Drop every picture. Return the rest of the entries exactly.
++++ Data shown
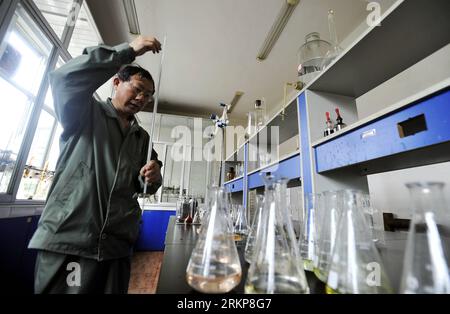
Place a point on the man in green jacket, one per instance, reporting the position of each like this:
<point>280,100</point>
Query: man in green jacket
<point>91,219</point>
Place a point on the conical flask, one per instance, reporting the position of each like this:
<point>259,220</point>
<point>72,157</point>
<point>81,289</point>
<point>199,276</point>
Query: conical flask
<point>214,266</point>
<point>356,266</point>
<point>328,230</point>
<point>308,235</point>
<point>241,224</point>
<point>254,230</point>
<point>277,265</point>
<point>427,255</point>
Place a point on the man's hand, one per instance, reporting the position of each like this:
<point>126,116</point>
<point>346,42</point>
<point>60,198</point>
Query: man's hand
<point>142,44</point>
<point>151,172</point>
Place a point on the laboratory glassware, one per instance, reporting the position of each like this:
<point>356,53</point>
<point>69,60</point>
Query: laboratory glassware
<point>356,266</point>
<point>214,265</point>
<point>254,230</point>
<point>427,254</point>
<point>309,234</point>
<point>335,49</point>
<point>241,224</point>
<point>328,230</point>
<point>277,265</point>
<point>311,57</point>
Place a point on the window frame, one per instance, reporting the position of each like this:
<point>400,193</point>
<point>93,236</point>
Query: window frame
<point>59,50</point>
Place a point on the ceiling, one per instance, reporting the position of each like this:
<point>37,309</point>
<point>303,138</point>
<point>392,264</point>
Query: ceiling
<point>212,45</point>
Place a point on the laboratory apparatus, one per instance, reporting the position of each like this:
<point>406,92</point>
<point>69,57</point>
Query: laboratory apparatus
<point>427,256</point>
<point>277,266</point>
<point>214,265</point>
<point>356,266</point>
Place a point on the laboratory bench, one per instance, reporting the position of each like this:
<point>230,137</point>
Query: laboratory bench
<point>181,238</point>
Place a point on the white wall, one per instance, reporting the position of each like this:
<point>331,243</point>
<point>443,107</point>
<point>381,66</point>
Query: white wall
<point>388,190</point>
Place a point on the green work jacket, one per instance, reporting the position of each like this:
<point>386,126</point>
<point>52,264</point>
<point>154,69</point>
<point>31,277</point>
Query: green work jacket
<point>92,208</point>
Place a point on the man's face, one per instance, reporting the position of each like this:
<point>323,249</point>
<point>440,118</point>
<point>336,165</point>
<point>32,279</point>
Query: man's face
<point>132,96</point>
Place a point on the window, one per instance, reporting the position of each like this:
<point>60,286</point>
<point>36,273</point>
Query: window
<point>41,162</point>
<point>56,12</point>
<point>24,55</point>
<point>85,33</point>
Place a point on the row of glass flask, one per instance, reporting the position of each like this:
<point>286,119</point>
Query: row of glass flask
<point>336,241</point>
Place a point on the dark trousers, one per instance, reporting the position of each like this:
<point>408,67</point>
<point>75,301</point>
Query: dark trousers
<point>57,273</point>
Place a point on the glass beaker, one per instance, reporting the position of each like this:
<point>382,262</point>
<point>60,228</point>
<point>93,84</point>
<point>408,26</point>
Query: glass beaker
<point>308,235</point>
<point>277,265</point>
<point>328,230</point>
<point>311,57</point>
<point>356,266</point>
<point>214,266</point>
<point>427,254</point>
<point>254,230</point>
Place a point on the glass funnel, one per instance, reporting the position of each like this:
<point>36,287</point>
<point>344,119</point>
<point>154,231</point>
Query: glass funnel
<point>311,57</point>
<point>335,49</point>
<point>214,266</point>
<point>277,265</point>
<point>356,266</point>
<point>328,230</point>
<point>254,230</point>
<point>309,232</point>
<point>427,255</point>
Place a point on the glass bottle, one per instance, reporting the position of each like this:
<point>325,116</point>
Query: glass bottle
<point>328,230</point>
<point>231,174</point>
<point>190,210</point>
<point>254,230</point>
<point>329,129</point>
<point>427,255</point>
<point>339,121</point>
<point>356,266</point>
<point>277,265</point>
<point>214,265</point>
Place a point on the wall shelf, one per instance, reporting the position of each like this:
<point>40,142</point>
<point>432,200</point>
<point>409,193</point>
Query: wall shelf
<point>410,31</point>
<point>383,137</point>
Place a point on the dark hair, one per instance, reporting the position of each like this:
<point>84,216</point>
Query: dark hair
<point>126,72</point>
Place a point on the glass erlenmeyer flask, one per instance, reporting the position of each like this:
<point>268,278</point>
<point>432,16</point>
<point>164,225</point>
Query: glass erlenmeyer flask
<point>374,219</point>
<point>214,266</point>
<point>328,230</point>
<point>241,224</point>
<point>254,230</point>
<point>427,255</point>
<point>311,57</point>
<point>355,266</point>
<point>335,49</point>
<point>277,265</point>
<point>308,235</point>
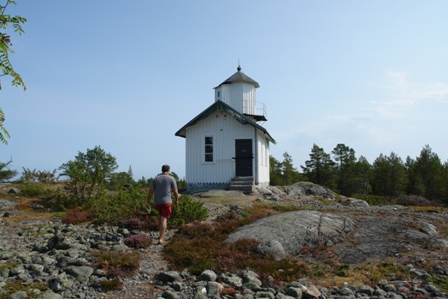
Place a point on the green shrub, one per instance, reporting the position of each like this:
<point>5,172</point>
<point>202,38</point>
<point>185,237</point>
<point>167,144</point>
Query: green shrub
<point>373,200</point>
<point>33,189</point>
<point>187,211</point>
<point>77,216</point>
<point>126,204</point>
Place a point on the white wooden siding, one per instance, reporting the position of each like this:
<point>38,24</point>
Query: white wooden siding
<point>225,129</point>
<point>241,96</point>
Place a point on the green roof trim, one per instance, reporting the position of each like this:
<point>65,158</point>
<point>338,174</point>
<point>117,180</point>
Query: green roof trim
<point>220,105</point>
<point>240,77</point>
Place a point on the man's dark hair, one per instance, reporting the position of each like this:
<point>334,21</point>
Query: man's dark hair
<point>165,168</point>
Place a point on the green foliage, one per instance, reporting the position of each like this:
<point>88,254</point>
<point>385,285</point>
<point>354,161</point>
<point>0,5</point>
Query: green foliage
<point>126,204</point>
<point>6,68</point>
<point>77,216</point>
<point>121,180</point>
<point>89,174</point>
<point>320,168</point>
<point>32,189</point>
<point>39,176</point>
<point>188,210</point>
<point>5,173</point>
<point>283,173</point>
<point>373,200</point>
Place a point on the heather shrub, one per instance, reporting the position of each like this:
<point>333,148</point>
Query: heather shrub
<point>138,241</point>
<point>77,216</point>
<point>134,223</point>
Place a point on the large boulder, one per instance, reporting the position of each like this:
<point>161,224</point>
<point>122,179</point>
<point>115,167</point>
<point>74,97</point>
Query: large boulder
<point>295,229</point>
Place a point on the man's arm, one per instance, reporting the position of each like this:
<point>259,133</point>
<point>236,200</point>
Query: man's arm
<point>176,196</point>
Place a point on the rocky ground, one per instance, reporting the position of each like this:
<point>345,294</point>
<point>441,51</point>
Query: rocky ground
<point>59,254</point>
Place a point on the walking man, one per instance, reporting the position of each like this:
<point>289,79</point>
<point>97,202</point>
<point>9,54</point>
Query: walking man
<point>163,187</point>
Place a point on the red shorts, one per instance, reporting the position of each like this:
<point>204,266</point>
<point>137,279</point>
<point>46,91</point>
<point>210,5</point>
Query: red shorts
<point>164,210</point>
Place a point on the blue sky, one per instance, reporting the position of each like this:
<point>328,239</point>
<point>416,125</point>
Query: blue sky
++++++++
#### Expected answer
Place a point on the man in green jacket, one per instance, reporting the position of each like this:
<point>280,100</point>
Query: man in green jacket
<point>91,219</point>
Place a point on the conical flask, one per instance, reporting the position of each like this:
<point>259,220</point>
<point>72,157</point>
<point>81,289</point>
<point>199,276</point>
Query: conical flask
<point>214,266</point>
<point>356,266</point>
<point>328,230</point>
<point>308,235</point>
<point>241,224</point>
<point>254,230</point>
<point>277,265</point>
<point>427,255</point>
Place a point on the man's hand, one per instance, reporting the position of each like this:
<point>126,116</point>
<point>346,42</point>
<point>60,198</point>
Query: man's hand
<point>142,44</point>
<point>151,172</point>
Place a point on the laboratory glassware, one per instance, reporting the position of each like this:
<point>356,53</point>
<point>69,60</point>
Query: laboratory glassware
<point>356,266</point>
<point>214,265</point>
<point>254,230</point>
<point>427,254</point>
<point>309,234</point>
<point>335,49</point>
<point>241,224</point>
<point>328,230</point>
<point>277,265</point>
<point>311,57</point>
Place a point on the window frame, one per instance, reporting the position of each like this:
<point>400,193</point>
<point>93,236</point>
Query: window frame
<point>59,50</point>
Place a point on the ceiling, one per instance, reporting the position of each like this:
<point>37,309</point>
<point>303,138</point>
<point>392,264</point>
Query: ceiling
<point>212,45</point>
Place a point on the laboratory apparatus, one per instance, reporting the position of each like this:
<point>406,92</point>
<point>69,57</point>
Query: laboratory apparatus
<point>427,256</point>
<point>277,266</point>
<point>214,265</point>
<point>356,266</point>
Place a point on the laboratory bench, one per instance, reporting the position of each like this:
<point>230,137</point>
Query: laboratory bench
<point>181,238</point>
Place a point on the white wall, one per instance, reporting the position of each like this:
<point>331,243</point>
<point>443,107</point>
<point>381,66</point>
Query: white wall
<point>388,190</point>
Place a point on the green work jacket, one per instance, reporting the position of each like this:
<point>386,126</point>
<point>52,264</point>
<point>154,69</point>
<point>31,277</point>
Query: green work jacket
<point>92,208</point>
Place a point on the man's face, one per instance, reporting the position of each like this:
<point>323,249</point>
<point>440,118</point>
<point>336,165</point>
<point>32,279</point>
Query: man's face
<point>132,96</point>
Place a point on the window, one per instance, reporting the position of each like this:
<point>60,286</point>
<point>36,273</point>
Query: window
<point>41,162</point>
<point>56,12</point>
<point>24,55</point>
<point>85,33</point>
Place a point on the row of glass flask, one per instance, reporting the position of each like this:
<point>286,119</point>
Query: row of glass flask
<point>336,241</point>
Place a point on the dark trousers, one per instance, reporting the position of each like this:
<point>408,67</point>
<point>75,301</point>
Query: dark trousers
<point>57,273</point>
Place a point on the glass beaker, one per instance, reporting the position of each like this:
<point>382,262</point>
<point>60,228</point>
<point>93,84</point>
<point>408,26</point>
Query: glass beaker
<point>308,235</point>
<point>277,265</point>
<point>328,230</point>
<point>311,57</point>
<point>356,266</point>
<point>214,266</point>
<point>427,254</point>
<point>254,230</point>
Place a point on the glass funnel, one per instance, reporting the position of each like this:
<point>36,287</point>
<point>344,119</point>
<point>154,231</point>
Query: glass funnel
<point>311,57</point>
<point>335,49</point>
<point>214,266</point>
<point>277,265</point>
<point>356,266</point>
<point>328,230</point>
<point>254,230</point>
<point>309,232</point>
<point>427,255</point>
Place a point on the glass bottle, one per instance, reporting the position of each like this:
<point>325,116</point>
Query: glass bottle
<point>328,230</point>
<point>231,174</point>
<point>190,210</point>
<point>254,230</point>
<point>329,129</point>
<point>427,255</point>
<point>339,121</point>
<point>356,266</point>
<point>277,265</point>
<point>214,265</point>
Place a point on the wall shelf, one per instance, reporting the position of each like this:
<point>40,142</point>
<point>432,200</point>
<point>409,193</point>
Query: wall shelf
<point>410,31</point>
<point>383,137</point>
Place a point on the dark hair, one per instance, reporting the position of each like this:
<point>84,216</point>
Query: dark hair
<point>126,72</point>
Place a point on the glass erlenmeyer flask, one per instance, reporting the position of each like this:
<point>268,278</point>
<point>432,16</point>
<point>164,225</point>
Query: glass erlenmeyer flask
<point>374,219</point>
<point>214,266</point>
<point>328,230</point>
<point>241,224</point>
<point>254,230</point>
<point>427,255</point>
<point>311,57</point>
<point>355,266</point>
<point>335,49</point>
<point>277,265</point>
<point>308,235</point>
Place a point on the green shrub, one per instance, reporting the position of each like this:
<point>5,172</point>
<point>202,38</point>
<point>185,237</point>
<point>167,144</point>
Query: green shrub
<point>373,200</point>
<point>33,189</point>
<point>187,211</point>
<point>77,216</point>
<point>126,204</point>
Place a point on the white wooden siding, one per instance, reporting the position of each like this:
<point>38,24</point>
Query: white wooden siding
<point>225,129</point>
<point>241,96</point>
Place a point on the green roof trim, one per instance, reporting the position of each like this:
<point>65,158</point>
<point>338,174</point>
<point>117,180</point>
Query: green roof trim
<point>220,105</point>
<point>240,77</point>
Place a point on the man's dark hair, one per instance, reporting the position of each like this:
<point>334,21</point>
Query: man's dark hair
<point>165,168</point>
Place a point on the green foliage, one per instance, reporting the position of each like this:
<point>88,254</point>
<point>385,285</point>
<point>354,161</point>
<point>0,5</point>
Query: green foliage
<point>126,204</point>
<point>6,68</point>
<point>77,216</point>
<point>121,180</point>
<point>89,174</point>
<point>320,168</point>
<point>32,189</point>
<point>39,176</point>
<point>188,210</point>
<point>5,173</point>
<point>283,173</point>
<point>373,200</point>
Place a point on the heather shrub, one per instance, reporting the position of each like this:
<point>333,148</point>
Query: heather shrub
<point>138,241</point>
<point>77,216</point>
<point>134,223</point>
Place a point on the large boulder, one per instance, reporting the position of each like this:
<point>161,224</point>
<point>122,179</point>
<point>115,167</point>
<point>74,97</point>
Query: large boulder
<point>295,229</point>
Place a point on the man's arm, one per instance, reporting the position of each like this:
<point>259,133</point>
<point>236,200</point>
Query: man's arm
<point>176,196</point>
Place a point on the rocky ground, one per instance, reporting the position of each like this:
<point>345,294</point>
<point>441,51</point>
Query: rocky ground
<point>59,254</point>
Place a point on the walking man, one per instance, reporting the position of each like this:
<point>289,79</point>
<point>97,202</point>
<point>9,54</point>
Query: walking man
<point>163,187</point>
Place a point on the red shorts, one per instance, reporting the position of each like this:
<point>204,266</point>
<point>137,279</point>
<point>46,91</point>
<point>210,5</point>
Query: red shorts
<point>164,210</point>
Place a point on the blue sky, one per instance, reporting the position of each like this:
<point>328,239</point>
<point>416,125</point>
Query: blue sky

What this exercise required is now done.